YOUR TASK =>
Which lines in the listing below contain the word "plank"? Pick out each one and copy it in full.

— BEGIN —

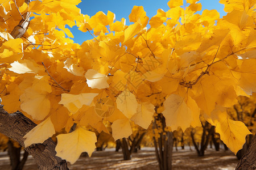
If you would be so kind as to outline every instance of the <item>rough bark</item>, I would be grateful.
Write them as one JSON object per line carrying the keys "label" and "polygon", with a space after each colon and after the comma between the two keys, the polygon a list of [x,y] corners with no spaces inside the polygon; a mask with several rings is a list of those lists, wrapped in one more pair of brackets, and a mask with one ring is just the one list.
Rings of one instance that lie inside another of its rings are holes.
{"label": "rough bark", "polygon": [[256,169],[256,135],[248,150],[239,162],[236,170],[254,170]]}
{"label": "rough bark", "polygon": [[131,159],[131,151],[128,148],[128,143],[126,139],[123,138],[121,142],[122,151],[123,152],[123,160]]}
{"label": "rough bark", "polygon": [[[0,106],[0,133],[24,147],[23,137],[36,125],[21,112],[9,114]],[[32,144],[26,150],[34,158],[39,169],[68,169],[65,160],[55,156],[55,142],[49,138],[43,143]]]}
{"label": "rough bark", "polygon": [[14,146],[13,142],[9,140],[7,143],[8,154],[9,155],[12,170],[22,170],[27,160],[28,152],[26,150],[24,152],[22,159],[20,160],[21,146],[19,147]]}

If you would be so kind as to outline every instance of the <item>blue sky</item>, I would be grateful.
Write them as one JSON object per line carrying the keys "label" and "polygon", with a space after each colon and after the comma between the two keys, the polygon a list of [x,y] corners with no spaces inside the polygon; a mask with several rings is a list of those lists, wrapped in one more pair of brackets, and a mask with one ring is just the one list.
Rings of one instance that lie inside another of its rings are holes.
{"label": "blue sky", "polygon": [[[72,1],[72,0],[70,0]],[[134,6],[143,6],[147,16],[150,19],[156,14],[159,8],[167,11],[170,8],[167,5],[169,0],[81,0],[78,7],[81,9],[81,12],[92,16],[98,11],[103,11],[105,14],[110,11],[115,14],[115,19],[120,20],[122,18],[126,19],[126,25],[131,23],[129,21],[129,15]],[[199,2],[202,4],[202,10],[216,9],[219,12],[221,17],[225,15],[223,9],[224,6],[218,3],[219,0],[201,0]],[[81,44],[82,42],[93,38],[88,32],[85,33],[77,29],[76,26],[71,28],[75,38],[75,42]]]}

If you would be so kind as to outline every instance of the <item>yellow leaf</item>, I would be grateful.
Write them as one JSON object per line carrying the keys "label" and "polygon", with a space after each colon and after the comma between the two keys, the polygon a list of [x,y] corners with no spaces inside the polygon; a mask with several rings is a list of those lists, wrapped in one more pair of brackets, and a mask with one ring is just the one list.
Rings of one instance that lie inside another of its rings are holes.
{"label": "yellow leaf", "polygon": [[256,60],[245,60],[241,66],[241,76],[239,80],[240,86],[249,95],[256,92]]}
{"label": "yellow leaf", "polygon": [[6,58],[23,51],[23,41],[21,39],[10,39],[3,42],[0,49],[0,57]]}
{"label": "yellow leaf", "polygon": [[187,100],[187,105],[191,109],[193,117],[193,121],[191,122],[191,126],[193,128],[201,126],[202,124],[201,124],[200,120],[200,109],[198,107],[196,101],[188,96]]}
{"label": "yellow leaf", "polygon": [[51,103],[47,95],[51,92],[48,76],[36,77],[30,87],[20,96],[20,108],[37,120],[43,120],[49,113]]}
{"label": "yellow leaf", "polygon": [[138,23],[135,23],[132,25],[130,25],[128,28],[125,30],[125,39],[123,44],[125,44],[128,40],[131,39],[141,30],[141,24]]}
{"label": "yellow leaf", "polygon": [[203,78],[197,91],[201,94],[195,99],[199,107],[210,114],[217,105],[230,107],[236,104],[237,95],[232,83],[230,79],[221,79],[216,75]]}
{"label": "yellow leaf", "polygon": [[116,103],[117,108],[129,119],[137,113],[138,103],[136,97],[127,89],[118,95]]}
{"label": "yellow leaf", "polygon": [[15,94],[1,96],[1,104],[3,105],[5,110],[9,113],[16,112],[20,105],[19,96]]}
{"label": "yellow leaf", "polygon": [[0,36],[7,41],[13,39],[13,36],[8,32],[0,32]]}
{"label": "yellow leaf", "polygon": [[162,113],[166,118],[166,126],[171,126],[172,130],[180,126],[185,131],[193,121],[191,109],[184,99],[177,95],[172,94],[163,103],[164,110]]}
{"label": "yellow leaf", "polygon": [[201,53],[212,45],[220,45],[229,31],[230,30],[228,29],[214,30],[209,39],[203,40],[197,52]]}
{"label": "yellow leaf", "polygon": [[162,79],[167,71],[166,69],[156,69],[152,71],[146,72],[142,77],[151,82],[155,82]]}
{"label": "yellow leaf", "polygon": [[158,9],[156,15],[151,18],[149,22],[151,28],[157,28],[166,21],[166,12],[162,9]]}
{"label": "yellow leaf", "polygon": [[97,137],[95,133],[78,126],[74,131],[57,136],[55,150],[56,156],[73,164],[81,154],[86,152],[89,156],[96,148]]}
{"label": "yellow leaf", "polygon": [[34,128],[24,136],[24,144],[25,147],[34,143],[43,143],[46,139],[51,137],[55,133],[53,125],[49,117],[45,121]]}
{"label": "yellow leaf", "polygon": [[79,67],[76,64],[76,60],[72,60],[71,58],[68,58],[64,62],[65,66],[63,68],[67,69],[67,70],[77,76],[83,76],[84,74],[84,70],[82,67]]}
{"label": "yellow leaf", "polygon": [[24,73],[35,73],[37,74],[39,70],[43,70],[36,65],[36,63],[28,60],[24,60],[19,62],[14,61],[11,63],[11,67],[9,69],[10,71],[12,71],[18,74]]}
{"label": "yellow leaf", "polygon": [[183,11],[183,9],[181,7],[179,6],[176,6],[176,7],[170,9],[166,12],[166,17],[170,18],[172,19],[172,20],[176,22],[181,16],[182,11]]}
{"label": "yellow leaf", "polygon": [[183,5],[183,0],[170,0],[167,3],[170,8]]}
{"label": "yellow leaf", "polygon": [[129,75],[129,74],[127,73],[124,73],[121,70],[117,70],[114,73],[112,86],[115,90],[123,91],[126,86]]}
{"label": "yellow leaf", "polygon": [[118,119],[111,125],[112,136],[117,141],[122,138],[128,138],[132,133],[131,125],[129,119]]}
{"label": "yellow leaf", "polygon": [[246,135],[252,134],[243,122],[227,117],[220,118],[220,122],[216,125],[216,131],[220,134],[223,142],[235,154],[243,147]]}
{"label": "yellow leaf", "polygon": [[131,14],[129,15],[130,22],[140,22],[142,27],[147,26],[148,19],[148,17],[146,15],[146,12],[144,11],[143,7],[142,6],[134,6],[131,10]]}
{"label": "yellow leaf", "polygon": [[92,88],[102,89],[109,87],[107,82],[109,78],[105,74],[98,73],[93,69],[89,69],[85,73],[87,84]]}
{"label": "yellow leaf", "polygon": [[65,107],[59,105],[57,110],[53,110],[51,114],[51,120],[56,131],[60,131],[65,127],[69,118],[69,112]]}
{"label": "yellow leaf", "polygon": [[179,79],[172,78],[169,76],[170,74],[164,76],[158,83],[162,87],[162,91],[168,95],[170,95],[175,91],[179,86]]}
{"label": "yellow leaf", "polygon": [[61,100],[59,104],[62,104],[68,108],[72,114],[75,114],[83,105],[89,105],[98,94],[82,93],[79,95],[68,94],[61,94]]}
{"label": "yellow leaf", "polygon": [[147,129],[153,119],[155,106],[151,103],[142,103],[138,105],[137,112],[131,120],[145,129]]}

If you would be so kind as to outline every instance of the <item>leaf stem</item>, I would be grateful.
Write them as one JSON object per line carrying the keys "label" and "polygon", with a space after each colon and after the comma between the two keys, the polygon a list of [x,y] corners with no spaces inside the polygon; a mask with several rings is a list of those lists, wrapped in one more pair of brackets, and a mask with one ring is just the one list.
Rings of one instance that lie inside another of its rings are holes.
{"label": "leaf stem", "polygon": [[69,91],[68,91],[68,90],[67,90],[64,88],[63,87],[62,87],[61,86],[60,86],[60,84],[59,84],[59,83],[55,80],[55,79],[53,79],[53,78],[49,74],[49,72],[48,72],[48,70],[47,70],[47,69],[46,69],[46,66],[44,65],[44,62],[42,62],[42,63],[43,65],[44,66],[44,69],[46,69],[46,72],[47,73],[48,75],[50,76],[50,78],[51,78],[52,80],[53,80],[53,81],[55,82],[55,83],[56,83],[59,87],[60,87],[61,88],[62,88],[63,90],[69,92]]}

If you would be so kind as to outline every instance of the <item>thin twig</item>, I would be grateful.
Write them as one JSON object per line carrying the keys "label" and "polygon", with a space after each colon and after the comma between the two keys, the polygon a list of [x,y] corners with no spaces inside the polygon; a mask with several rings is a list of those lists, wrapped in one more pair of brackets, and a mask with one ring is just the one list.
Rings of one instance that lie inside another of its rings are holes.
{"label": "thin twig", "polygon": [[55,82],[55,83],[56,83],[59,87],[60,87],[61,88],[62,88],[63,90],[65,90],[65,91],[68,91],[68,92],[69,92],[68,90],[67,90],[61,86],[60,86],[60,84],[59,84],[59,83],[58,83],[53,79],[53,78],[49,74],[49,72],[48,72],[47,69],[46,69],[46,66],[45,66],[44,64],[44,62],[42,62],[42,63],[43,65],[44,66],[44,69],[46,69],[46,72],[47,73],[48,75],[50,76],[50,78],[51,78],[53,80],[53,81]]}
{"label": "thin twig", "polygon": [[18,11],[19,11],[19,15],[20,15],[21,17],[23,19],[25,20],[23,18],[23,16],[21,15],[20,12],[19,10],[19,8],[18,7],[17,4],[16,3],[16,0],[14,0],[14,3],[15,4],[16,7],[17,8]]}
{"label": "thin twig", "polygon": [[86,28],[86,29],[87,29],[87,31],[89,31],[89,32],[90,33],[90,35],[91,35],[95,39],[96,39],[97,40],[98,40],[98,42],[100,42],[100,40],[98,40],[98,39],[96,38],[96,37],[95,37],[95,36],[90,32],[90,30],[89,30],[88,28]]}
{"label": "thin twig", "polygon": [[150,52],[152,53],[152,55],[153,55],[154,58],[155,58],[155,54],[154,54],[153,52],[151,50],[151,49],[150,49],[150,48],[148,46],[148,44],[147,44],[147,40],[145,39],[145,38],[144,38],[144,37],[141,35],[141,36],[142,37],[142,38],[144,39],[144,40],[145,40],[146,41],[146,44],[147,44],[147,48],[149,49],[149,50],[150,50]]}
{"label": "thin twig", "polygon": [[23,37],[25,39],[26,39],[28,42],[30,42],[30,44],[28,44],[28,45],[27,46],[27,47],[28,47],[28,46],[32,45],[34,46],[34,48],[36,48],[35,46],[35,45],[33,44],[33,43],[32,43],[31,41],[30,41],[28,40],[28,39],[27,39],[27,37]]}

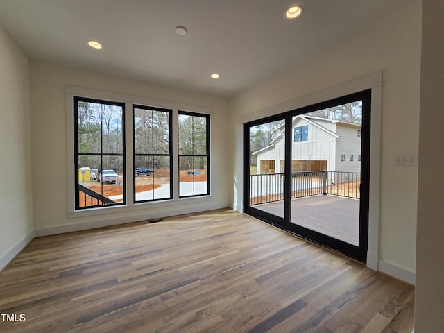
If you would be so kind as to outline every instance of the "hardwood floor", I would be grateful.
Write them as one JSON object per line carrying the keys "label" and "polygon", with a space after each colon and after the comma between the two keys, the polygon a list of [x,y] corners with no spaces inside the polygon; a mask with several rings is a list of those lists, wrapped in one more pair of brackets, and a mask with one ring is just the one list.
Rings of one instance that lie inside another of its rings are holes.
{"label": "hardwood floor", "polygon": [[411,333],[413,292],[221,210],[35,239],[0,273],[0,332]]}

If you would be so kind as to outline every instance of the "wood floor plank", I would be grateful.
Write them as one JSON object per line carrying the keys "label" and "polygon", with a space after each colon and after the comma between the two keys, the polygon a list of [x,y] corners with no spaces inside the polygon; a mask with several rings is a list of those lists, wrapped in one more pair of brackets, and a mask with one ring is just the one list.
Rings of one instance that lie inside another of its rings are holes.
{"label": "wood floor plank", "polygon": [[230,210],[33,239],[2,333],[411,333],[414,289]]}

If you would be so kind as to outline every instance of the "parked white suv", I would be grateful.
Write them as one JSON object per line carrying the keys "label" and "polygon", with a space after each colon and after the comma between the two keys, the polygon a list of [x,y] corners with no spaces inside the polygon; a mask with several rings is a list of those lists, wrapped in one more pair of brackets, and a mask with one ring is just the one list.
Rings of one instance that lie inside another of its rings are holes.
{"label": "parked white suv", "polygon": [[100,171],[97,181],[100,182],[115,182],[117,181],[119,175],[111,169],[105,169]]}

— END —

RESPONSE BELOW =>
If you would be so kind as to outline every instance of the "wood floor plank", I would be grateful.
{"label": "wood floor plank", "polygon": [[230,210],[33,239],[2,333],[411,333],[414,289]]}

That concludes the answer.